TASK DETAILS
Write the lines below, from the first one through the line containing "[(120, 665), (1010, 553)]", as a JSON list of strings with one string per line. Skip blank lines and leave out the pictures.
══ DATA FOR THIS EXERCISE ══
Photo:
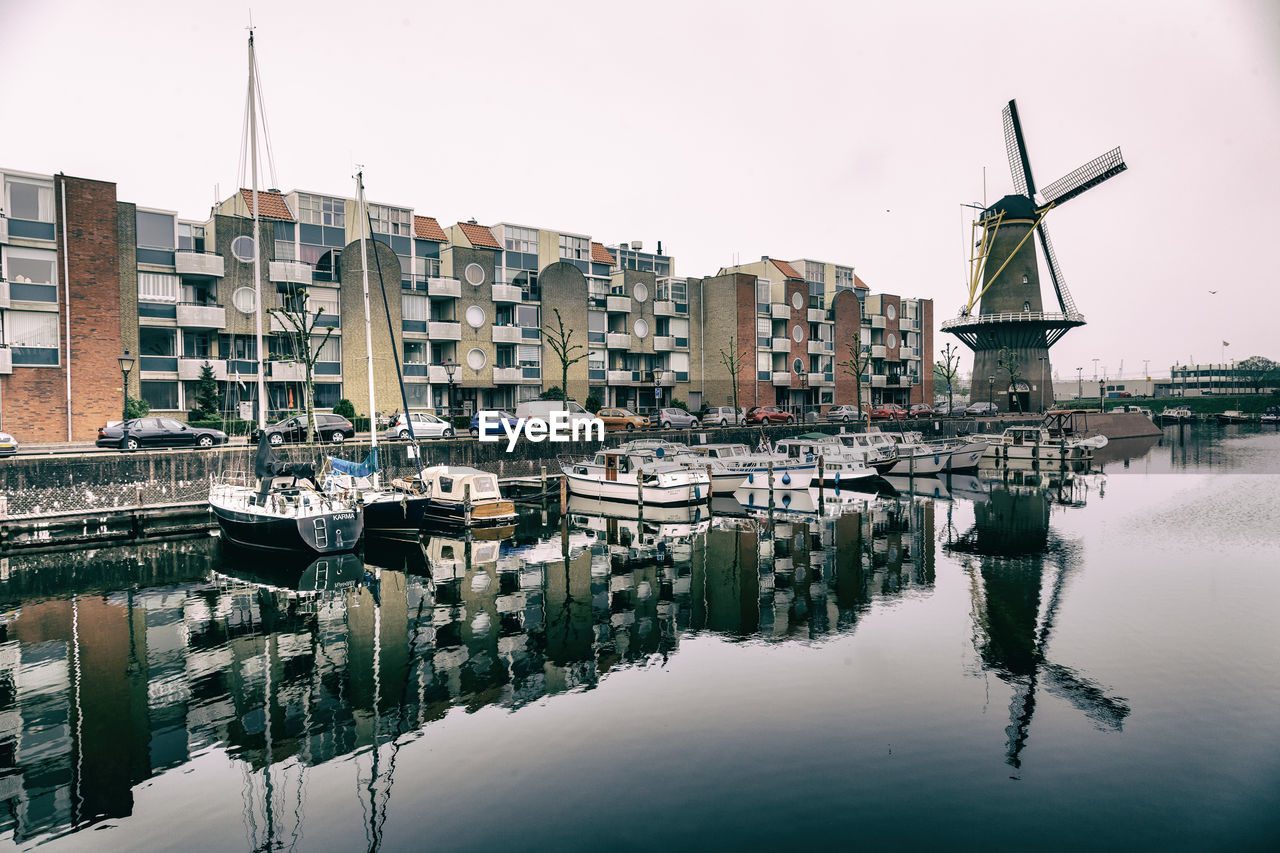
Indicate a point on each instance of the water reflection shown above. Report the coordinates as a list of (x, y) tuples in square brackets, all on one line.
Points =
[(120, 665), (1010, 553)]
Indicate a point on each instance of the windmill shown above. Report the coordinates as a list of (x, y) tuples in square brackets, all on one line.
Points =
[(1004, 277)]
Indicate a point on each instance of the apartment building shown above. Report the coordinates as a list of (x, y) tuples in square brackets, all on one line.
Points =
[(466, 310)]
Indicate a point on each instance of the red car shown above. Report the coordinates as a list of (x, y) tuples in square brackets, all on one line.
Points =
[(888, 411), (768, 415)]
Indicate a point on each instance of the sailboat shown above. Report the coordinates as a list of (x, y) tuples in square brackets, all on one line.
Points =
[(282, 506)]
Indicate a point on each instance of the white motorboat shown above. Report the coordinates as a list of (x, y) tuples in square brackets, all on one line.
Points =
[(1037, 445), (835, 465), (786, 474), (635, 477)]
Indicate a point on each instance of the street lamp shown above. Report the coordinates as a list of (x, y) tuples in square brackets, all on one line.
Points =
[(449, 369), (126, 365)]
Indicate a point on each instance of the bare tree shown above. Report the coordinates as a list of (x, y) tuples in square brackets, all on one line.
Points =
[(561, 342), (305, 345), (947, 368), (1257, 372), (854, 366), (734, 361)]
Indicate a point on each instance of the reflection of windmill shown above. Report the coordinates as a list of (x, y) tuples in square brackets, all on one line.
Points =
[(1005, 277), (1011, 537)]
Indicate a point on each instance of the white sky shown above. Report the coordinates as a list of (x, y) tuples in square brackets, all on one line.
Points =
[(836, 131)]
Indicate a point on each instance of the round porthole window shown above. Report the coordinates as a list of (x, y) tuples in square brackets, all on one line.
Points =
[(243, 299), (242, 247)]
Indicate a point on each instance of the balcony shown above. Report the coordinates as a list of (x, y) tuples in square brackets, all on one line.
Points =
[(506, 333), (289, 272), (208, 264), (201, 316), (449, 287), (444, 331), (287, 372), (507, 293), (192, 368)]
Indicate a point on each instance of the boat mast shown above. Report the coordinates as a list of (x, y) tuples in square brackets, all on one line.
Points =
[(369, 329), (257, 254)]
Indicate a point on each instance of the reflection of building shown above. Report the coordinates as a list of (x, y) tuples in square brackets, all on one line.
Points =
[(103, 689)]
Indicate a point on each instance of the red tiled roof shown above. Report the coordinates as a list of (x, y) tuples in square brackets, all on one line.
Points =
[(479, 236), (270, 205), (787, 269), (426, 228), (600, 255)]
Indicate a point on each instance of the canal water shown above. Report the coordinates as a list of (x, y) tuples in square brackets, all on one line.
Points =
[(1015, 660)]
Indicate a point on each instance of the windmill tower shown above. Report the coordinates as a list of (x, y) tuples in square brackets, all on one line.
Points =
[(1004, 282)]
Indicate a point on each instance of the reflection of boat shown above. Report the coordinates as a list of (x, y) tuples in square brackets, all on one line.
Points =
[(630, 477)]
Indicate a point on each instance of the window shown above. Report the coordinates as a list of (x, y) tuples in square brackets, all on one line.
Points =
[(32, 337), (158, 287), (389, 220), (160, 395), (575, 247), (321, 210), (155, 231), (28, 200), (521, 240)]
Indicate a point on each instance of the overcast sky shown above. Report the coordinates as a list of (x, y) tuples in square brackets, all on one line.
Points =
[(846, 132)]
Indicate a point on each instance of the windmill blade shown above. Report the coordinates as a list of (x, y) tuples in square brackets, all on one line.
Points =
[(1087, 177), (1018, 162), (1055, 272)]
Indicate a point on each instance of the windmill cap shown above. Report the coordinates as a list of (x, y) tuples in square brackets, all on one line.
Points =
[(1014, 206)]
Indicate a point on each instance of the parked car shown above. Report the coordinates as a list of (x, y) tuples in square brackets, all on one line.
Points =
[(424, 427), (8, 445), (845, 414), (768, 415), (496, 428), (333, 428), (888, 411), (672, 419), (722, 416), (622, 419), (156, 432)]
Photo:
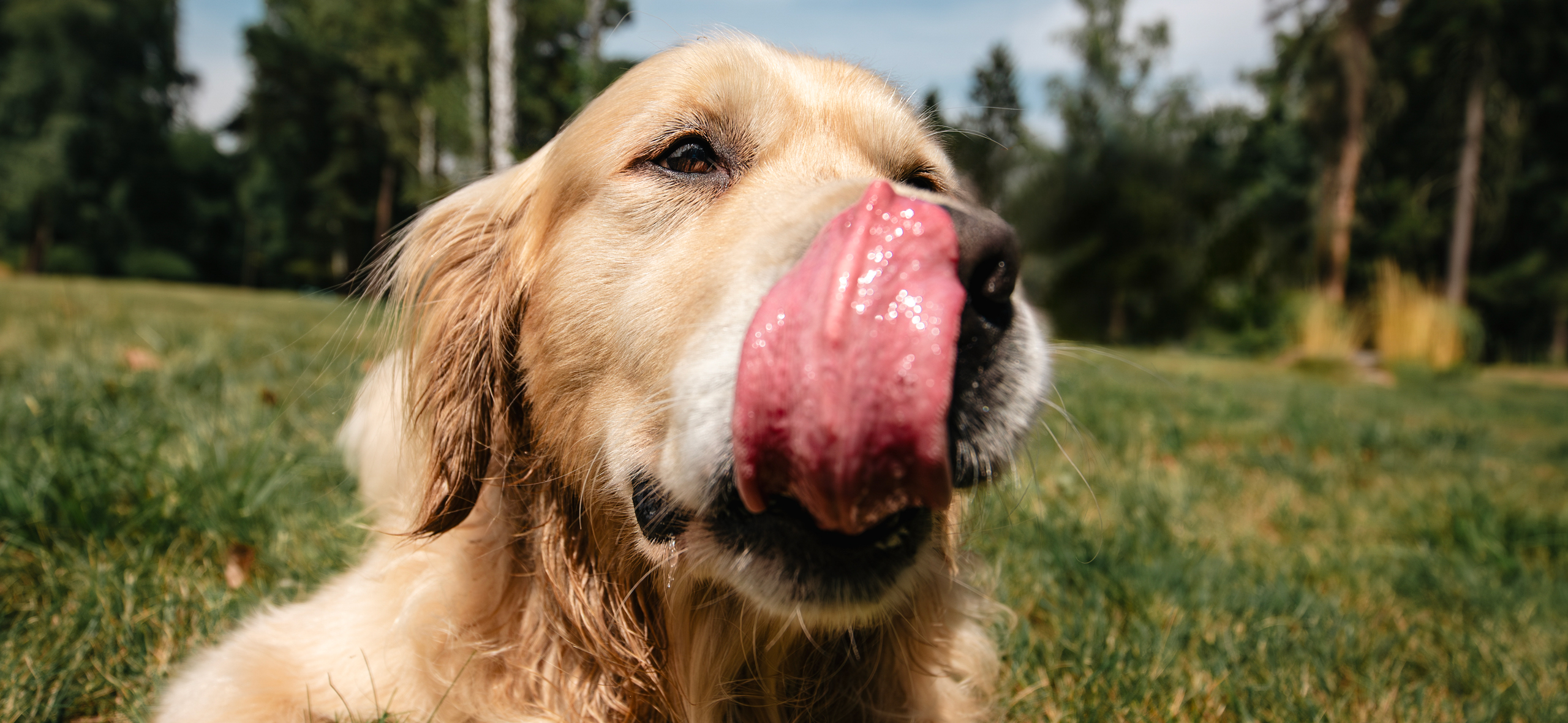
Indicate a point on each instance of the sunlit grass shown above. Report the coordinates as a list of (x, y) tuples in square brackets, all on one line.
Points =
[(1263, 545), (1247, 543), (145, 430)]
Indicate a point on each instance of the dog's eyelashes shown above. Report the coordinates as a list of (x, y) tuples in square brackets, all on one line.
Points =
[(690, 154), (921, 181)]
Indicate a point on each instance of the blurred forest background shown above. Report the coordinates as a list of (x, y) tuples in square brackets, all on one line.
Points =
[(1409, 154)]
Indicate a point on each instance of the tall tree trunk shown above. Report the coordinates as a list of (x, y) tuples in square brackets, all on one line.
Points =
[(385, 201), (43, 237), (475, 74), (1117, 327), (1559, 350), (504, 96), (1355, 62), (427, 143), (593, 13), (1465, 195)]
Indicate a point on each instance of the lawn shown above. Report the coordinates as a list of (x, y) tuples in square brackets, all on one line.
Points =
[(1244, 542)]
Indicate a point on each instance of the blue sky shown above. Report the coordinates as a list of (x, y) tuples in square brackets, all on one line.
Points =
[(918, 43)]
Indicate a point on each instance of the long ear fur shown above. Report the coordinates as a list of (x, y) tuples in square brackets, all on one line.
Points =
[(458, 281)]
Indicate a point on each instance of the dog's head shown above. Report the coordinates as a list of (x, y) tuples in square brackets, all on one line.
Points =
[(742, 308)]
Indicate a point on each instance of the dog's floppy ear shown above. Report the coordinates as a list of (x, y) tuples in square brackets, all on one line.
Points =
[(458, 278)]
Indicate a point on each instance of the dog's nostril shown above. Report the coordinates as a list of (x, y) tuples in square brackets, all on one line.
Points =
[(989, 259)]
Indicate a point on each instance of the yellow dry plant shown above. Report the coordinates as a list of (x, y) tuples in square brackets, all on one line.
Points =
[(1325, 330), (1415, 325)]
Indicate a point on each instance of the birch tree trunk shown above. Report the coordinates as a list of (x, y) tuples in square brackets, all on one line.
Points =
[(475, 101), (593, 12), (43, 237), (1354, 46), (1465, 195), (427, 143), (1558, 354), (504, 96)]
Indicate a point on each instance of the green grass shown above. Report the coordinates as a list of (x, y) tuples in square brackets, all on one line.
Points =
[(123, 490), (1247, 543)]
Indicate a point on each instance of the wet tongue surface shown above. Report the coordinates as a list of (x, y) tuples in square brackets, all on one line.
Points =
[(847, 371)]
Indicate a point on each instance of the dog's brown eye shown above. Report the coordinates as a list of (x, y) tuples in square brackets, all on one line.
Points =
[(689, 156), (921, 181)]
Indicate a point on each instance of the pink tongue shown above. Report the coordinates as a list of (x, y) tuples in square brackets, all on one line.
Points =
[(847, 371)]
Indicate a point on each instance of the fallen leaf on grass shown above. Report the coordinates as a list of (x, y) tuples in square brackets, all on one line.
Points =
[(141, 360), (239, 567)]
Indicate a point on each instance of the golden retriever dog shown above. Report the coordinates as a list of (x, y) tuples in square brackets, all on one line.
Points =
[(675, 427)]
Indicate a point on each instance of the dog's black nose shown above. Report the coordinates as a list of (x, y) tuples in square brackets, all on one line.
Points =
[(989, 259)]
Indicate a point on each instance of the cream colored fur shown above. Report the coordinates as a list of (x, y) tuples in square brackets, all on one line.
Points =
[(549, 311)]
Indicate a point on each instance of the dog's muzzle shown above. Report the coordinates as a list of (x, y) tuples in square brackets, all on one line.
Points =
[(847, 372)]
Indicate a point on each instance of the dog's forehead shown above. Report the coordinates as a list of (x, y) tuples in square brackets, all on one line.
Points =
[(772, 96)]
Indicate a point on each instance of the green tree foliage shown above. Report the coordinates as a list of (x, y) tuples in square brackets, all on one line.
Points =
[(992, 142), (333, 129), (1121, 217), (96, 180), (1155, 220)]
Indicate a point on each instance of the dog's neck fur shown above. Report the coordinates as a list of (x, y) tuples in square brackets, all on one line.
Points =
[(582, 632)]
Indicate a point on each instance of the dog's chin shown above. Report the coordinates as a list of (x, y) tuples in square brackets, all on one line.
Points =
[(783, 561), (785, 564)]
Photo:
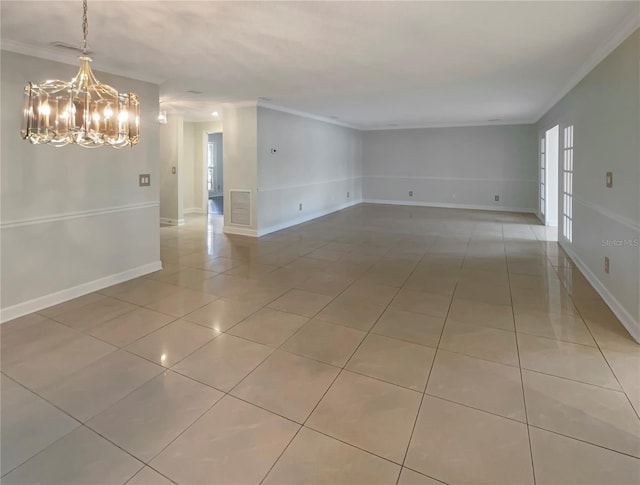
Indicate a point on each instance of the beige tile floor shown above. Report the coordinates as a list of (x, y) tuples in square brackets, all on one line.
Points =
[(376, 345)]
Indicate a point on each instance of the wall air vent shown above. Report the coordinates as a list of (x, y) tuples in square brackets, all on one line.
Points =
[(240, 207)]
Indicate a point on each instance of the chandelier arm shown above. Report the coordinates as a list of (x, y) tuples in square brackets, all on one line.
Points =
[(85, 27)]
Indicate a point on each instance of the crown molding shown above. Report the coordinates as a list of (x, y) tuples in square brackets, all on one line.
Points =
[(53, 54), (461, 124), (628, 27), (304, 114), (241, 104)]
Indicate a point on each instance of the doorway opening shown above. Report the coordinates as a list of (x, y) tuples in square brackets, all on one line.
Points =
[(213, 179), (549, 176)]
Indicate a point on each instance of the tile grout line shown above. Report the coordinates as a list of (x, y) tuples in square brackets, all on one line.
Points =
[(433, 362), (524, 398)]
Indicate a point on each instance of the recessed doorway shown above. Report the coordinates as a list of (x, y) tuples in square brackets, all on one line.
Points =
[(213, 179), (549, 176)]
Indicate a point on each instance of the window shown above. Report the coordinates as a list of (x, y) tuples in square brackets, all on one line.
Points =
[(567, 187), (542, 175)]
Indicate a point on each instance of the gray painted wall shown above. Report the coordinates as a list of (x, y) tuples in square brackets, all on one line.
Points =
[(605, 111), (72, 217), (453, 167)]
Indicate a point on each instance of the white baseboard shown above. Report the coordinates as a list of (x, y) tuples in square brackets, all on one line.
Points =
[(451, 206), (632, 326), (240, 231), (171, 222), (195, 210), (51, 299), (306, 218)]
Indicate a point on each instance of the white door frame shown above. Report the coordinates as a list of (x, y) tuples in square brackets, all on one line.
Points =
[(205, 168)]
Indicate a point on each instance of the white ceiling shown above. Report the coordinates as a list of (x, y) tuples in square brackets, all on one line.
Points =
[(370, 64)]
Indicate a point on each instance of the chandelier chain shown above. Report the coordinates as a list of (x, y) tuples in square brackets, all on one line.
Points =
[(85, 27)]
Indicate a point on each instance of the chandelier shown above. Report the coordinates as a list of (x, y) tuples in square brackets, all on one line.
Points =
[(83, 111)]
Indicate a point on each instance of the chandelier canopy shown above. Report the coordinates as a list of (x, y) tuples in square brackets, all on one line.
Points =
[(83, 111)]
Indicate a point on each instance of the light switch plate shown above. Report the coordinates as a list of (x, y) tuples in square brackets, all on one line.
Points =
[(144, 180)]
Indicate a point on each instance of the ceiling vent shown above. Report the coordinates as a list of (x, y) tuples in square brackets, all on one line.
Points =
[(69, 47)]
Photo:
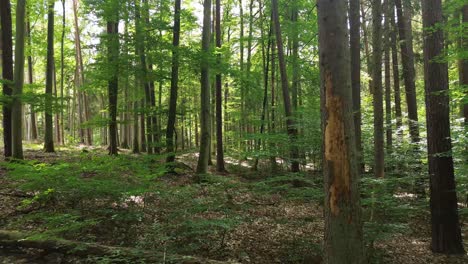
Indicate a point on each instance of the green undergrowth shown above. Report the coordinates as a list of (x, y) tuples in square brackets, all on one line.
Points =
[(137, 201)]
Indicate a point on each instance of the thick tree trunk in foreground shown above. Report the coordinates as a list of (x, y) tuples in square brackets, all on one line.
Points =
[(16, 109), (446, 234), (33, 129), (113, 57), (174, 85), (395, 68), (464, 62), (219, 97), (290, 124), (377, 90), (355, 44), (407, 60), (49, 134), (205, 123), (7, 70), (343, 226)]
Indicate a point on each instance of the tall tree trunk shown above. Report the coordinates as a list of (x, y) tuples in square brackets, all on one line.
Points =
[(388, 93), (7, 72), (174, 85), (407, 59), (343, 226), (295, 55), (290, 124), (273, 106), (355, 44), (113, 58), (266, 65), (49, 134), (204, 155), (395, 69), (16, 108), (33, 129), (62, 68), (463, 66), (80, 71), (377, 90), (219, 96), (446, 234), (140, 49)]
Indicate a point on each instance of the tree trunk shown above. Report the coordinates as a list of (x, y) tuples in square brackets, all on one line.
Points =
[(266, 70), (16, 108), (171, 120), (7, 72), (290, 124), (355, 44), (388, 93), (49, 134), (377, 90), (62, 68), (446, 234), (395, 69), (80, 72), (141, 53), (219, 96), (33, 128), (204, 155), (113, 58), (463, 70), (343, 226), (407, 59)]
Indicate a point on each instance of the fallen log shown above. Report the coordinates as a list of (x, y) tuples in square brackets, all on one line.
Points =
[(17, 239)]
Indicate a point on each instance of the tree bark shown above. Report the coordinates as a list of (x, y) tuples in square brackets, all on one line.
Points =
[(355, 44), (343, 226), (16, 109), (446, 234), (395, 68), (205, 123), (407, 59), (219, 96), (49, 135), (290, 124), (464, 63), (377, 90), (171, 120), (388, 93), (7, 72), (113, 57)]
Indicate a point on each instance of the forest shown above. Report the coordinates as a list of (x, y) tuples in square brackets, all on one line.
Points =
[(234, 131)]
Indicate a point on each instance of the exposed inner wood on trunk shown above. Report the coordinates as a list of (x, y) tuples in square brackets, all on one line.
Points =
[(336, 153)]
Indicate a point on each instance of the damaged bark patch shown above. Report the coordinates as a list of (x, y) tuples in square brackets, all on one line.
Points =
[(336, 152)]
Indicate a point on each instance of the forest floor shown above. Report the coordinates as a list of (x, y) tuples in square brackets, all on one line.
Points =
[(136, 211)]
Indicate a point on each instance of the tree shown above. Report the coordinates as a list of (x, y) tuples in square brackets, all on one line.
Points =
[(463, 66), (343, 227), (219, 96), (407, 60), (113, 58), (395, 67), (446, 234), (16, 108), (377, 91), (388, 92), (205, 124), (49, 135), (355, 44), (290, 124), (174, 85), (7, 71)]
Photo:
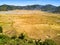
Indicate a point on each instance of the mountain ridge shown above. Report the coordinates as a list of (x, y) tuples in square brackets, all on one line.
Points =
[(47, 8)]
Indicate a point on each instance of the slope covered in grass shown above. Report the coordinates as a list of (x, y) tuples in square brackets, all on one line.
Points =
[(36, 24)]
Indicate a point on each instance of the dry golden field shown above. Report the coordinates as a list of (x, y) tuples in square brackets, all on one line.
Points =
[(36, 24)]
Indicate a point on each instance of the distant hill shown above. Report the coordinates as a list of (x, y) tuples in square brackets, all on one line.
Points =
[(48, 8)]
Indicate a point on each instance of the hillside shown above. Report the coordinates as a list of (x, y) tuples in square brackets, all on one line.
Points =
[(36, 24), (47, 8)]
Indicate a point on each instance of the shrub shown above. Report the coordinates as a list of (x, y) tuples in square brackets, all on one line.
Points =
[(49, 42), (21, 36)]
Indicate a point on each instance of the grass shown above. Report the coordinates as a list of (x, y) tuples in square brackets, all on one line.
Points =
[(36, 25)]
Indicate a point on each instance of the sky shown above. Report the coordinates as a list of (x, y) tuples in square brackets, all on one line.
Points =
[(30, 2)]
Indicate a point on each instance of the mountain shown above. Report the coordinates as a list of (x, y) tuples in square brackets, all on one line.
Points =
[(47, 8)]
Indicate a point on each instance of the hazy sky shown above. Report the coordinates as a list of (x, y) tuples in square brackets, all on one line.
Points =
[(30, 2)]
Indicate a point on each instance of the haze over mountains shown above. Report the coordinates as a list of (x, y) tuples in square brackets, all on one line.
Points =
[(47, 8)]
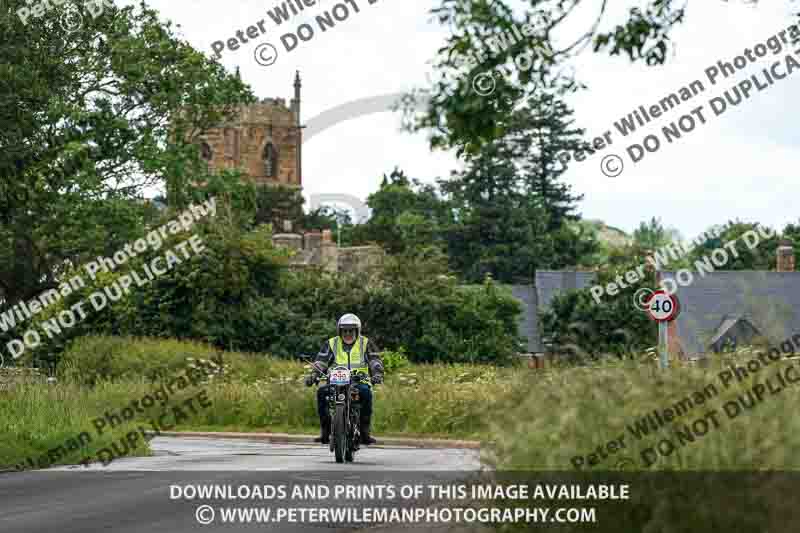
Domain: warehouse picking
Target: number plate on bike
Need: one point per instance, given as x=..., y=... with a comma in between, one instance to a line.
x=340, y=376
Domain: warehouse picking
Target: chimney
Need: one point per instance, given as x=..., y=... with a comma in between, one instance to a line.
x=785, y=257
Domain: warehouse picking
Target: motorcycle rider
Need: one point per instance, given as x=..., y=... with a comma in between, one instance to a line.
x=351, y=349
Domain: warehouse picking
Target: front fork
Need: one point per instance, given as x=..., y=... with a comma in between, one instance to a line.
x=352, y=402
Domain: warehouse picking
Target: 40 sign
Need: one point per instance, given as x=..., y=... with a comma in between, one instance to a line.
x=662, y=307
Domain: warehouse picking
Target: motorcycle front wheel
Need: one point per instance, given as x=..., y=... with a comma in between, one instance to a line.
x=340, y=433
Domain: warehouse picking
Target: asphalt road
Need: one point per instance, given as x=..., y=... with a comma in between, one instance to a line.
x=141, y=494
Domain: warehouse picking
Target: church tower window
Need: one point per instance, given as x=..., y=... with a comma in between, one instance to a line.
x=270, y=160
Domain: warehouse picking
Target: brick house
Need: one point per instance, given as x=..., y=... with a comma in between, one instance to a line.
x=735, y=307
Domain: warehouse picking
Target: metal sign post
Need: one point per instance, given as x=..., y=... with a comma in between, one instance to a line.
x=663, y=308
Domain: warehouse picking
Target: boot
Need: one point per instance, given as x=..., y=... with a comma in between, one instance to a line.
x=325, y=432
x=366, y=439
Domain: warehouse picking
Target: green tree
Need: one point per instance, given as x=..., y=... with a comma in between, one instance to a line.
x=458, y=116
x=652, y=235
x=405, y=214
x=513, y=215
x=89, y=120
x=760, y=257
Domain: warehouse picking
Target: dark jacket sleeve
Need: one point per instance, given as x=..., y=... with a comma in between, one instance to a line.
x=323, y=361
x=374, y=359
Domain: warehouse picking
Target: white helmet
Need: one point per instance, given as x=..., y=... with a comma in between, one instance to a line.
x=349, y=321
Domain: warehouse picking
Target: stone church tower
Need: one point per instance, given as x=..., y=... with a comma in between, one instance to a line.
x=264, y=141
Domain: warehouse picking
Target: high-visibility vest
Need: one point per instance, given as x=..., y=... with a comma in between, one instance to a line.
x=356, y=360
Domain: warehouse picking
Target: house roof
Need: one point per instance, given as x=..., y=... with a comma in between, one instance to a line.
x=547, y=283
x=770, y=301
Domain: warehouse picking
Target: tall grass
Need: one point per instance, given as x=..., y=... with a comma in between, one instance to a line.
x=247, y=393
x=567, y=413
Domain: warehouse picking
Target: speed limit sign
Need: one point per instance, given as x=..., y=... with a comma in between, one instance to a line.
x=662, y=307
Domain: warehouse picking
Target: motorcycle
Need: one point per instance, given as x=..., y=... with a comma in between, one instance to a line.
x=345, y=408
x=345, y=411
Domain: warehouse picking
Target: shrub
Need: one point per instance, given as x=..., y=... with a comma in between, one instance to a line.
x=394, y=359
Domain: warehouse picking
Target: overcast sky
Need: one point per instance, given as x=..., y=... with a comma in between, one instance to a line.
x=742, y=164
═══
RESPONSE
[
  "Photo:",
  "Indicate a point on each instance of the water reflection shown above. Report the coordinates as a list of (x, y) tuples in square brackets, all on one line.",
  "Points =",
  "[(120, 665), (1010, 553)]"
]